**Document text**:
┌──

All of lore.kernel.org
 help / color / mirror / Atom feed
From: Mark Tinguely <tinguely@sgi.com>
To: Dave Chinner <david@fromorbit.com>
Cc: bpm@sgi.com, xfs@oss.sgi.com
Subject: Re: [PATCH 0/3] xfs: allocation worker causes freelist buffer lock hang
Date: Thu, 27 Sep 2012 15:10:38 -0500	[thread overview]
Message-ID: <5064B2BE.8060405@sgi.com> (raw)
In-Reply-To: <20120926234149.GJ29154@dastard>

On 09/26/12 18:41, Dave Chinner wrote:
> On Wed, Sep 26, 2012 at 09:14:14AM -0500, Mark Tinguely wrote:
>> On 09/25/12 17:01, Dave Chinner wrote:
>>> On Tue, Sep 25, 2012 at 10:14:16AM -0500, Mark Tinguely wrote:
>>
>> <deletes>
>>
>>>>>>
>>>>>> As a bonus, consolidating the loops into one worker actually gives a slight
>>>>>> performance advantage.
>>>>>
>>>>> Can you quantify it?
>>>>
>>>> I was comparing the bonnie and iozone benchmarks outputs. I will see
>>>> if someone can enlighten me on how to quantify those numbers.

└──

**To-do list**:
1. Repeat the part of the XFS patch email that opens with the words containing "All of lore.kernel.org" and closes with "Message-ID: <5064B2BE.8060405@sgi.com> (raw)".
2. Pick up the XFS patch email after its last line and continue writing it.

**Extracted entries**:
┌──

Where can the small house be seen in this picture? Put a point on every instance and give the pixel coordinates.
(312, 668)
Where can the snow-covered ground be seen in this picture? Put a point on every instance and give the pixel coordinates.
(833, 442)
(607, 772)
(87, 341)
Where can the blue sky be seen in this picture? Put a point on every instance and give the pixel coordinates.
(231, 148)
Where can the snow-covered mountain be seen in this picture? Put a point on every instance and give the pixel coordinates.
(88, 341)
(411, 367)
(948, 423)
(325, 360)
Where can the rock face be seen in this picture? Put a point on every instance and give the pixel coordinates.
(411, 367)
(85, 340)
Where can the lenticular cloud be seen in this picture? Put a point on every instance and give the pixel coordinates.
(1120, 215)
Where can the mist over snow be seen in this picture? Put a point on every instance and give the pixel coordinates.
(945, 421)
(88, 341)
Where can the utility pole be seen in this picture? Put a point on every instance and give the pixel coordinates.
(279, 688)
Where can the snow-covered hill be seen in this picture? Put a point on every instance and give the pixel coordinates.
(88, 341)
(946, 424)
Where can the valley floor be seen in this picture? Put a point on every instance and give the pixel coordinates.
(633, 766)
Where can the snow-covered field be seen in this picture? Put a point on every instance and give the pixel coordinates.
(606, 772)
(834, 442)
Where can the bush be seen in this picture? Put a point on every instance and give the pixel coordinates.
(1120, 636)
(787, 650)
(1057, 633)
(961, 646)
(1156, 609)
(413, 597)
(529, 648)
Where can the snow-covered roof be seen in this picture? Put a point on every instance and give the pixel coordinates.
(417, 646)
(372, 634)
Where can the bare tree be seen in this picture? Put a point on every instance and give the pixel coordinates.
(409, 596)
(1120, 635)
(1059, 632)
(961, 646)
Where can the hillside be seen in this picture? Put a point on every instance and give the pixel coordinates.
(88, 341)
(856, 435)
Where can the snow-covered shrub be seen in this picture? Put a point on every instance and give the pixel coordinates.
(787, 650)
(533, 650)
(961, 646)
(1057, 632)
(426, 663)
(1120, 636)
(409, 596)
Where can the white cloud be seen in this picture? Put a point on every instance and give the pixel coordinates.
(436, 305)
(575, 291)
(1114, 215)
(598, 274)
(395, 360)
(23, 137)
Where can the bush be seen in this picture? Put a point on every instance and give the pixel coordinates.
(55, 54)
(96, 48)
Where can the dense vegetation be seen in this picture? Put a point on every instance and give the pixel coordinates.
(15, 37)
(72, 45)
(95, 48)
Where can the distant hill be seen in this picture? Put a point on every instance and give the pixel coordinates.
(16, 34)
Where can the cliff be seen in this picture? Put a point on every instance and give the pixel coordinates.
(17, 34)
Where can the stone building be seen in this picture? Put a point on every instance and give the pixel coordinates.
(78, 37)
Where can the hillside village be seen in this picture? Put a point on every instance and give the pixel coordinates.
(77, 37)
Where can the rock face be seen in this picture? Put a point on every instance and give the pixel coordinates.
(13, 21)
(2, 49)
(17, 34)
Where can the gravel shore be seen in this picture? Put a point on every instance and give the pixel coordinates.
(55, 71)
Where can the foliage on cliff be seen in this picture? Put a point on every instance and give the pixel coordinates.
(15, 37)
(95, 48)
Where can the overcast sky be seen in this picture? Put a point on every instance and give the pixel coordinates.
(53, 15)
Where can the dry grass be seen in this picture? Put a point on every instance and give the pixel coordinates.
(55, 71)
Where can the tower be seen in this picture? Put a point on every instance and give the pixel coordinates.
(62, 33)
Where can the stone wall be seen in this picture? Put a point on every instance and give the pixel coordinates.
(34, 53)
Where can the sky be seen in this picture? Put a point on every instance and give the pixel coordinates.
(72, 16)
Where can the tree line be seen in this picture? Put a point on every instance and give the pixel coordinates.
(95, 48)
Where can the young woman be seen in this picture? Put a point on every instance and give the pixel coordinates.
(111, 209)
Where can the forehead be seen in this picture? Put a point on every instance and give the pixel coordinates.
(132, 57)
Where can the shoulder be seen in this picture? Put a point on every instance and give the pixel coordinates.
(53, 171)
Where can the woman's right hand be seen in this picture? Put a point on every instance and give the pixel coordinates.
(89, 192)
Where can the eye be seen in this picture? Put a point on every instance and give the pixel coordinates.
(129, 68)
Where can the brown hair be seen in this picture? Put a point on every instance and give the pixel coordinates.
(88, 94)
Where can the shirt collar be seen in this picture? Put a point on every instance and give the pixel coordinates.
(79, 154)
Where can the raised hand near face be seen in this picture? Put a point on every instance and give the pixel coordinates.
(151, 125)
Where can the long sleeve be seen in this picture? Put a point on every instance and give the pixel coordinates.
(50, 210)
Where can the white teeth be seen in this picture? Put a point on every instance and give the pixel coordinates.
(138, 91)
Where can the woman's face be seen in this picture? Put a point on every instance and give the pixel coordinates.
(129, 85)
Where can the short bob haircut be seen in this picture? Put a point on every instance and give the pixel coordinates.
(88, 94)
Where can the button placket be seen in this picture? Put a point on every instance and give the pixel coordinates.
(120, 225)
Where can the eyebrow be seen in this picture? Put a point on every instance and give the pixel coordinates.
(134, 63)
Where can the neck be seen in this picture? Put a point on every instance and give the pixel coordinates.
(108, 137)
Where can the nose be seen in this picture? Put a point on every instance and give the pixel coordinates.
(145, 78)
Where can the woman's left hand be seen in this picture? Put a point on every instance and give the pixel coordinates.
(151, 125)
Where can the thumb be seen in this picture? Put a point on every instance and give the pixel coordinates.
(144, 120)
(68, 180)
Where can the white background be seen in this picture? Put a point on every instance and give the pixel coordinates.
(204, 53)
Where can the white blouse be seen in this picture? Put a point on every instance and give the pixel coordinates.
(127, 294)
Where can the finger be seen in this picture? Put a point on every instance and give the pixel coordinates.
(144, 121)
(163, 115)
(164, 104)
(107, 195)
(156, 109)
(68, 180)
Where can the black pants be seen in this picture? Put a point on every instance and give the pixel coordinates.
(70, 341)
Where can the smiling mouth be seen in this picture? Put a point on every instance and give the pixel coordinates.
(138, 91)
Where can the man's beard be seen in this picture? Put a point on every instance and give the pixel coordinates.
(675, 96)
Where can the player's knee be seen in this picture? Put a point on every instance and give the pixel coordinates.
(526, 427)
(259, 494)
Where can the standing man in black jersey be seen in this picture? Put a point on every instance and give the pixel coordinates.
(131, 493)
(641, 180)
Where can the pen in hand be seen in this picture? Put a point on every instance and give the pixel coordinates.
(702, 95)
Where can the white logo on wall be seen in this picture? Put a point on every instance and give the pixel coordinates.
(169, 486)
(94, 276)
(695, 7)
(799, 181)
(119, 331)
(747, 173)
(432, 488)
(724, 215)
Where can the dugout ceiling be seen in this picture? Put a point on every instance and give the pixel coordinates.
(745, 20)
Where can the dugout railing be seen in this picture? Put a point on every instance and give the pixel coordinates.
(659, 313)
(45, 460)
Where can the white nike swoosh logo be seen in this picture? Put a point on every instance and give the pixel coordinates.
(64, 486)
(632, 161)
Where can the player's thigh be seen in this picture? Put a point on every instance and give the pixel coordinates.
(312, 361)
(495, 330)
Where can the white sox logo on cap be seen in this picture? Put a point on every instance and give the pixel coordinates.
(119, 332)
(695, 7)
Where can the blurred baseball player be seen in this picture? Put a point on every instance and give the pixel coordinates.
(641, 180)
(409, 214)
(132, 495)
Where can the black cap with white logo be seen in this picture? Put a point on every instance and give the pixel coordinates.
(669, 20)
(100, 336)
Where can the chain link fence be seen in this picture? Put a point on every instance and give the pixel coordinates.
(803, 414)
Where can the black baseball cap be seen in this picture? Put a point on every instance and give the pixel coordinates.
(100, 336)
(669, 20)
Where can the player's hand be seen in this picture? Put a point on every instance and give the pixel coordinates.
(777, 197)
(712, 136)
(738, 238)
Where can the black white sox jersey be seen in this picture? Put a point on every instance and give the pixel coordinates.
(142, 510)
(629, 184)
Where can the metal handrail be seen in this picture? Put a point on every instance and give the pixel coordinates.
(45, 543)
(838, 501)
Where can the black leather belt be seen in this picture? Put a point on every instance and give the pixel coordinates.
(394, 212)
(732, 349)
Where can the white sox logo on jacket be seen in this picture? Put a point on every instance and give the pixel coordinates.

└──

**Written answers**:
1.
All of lore.kernel.org
 help / color / mirror / Atom feed
From: Mark Tinguely <tinguely@sgi.com>
To: Dave Chinner <david@fromorbit.com>
Cc: bpm@sgi.com, xfs@oss.sgi.com
Subject: Re: [PATCH 0/3] xfs: allocation worker causes freelist buffer lock hang
Date: Thu, 27 Sep 2012 15:10:38 -0500	[thread overview]
Message-ID: <5064B2BE.8060405@sgi.com> (raw)

2.
>>>
>>> Ugh.
>>>
>>> Don't bother. Those are two of the worst offenders in the "useless
>>> benchmarks for regression testing" category. Yeah, they *look* like
>>> they give decent numbers, but I've wasted so much time looking at
>>> results from these benhmarks only to find they do basic things wrong
>>> and give numbers that vary simple because you've made a change that
>>> increases or decreases the CPU cache footprint of a code path.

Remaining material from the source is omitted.